▼

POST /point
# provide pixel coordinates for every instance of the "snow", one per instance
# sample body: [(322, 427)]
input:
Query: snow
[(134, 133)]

▲

How many lines in the listing above contain the string "snow"? Case counts; give only the number.

COMPLETE RESPONSE -> 2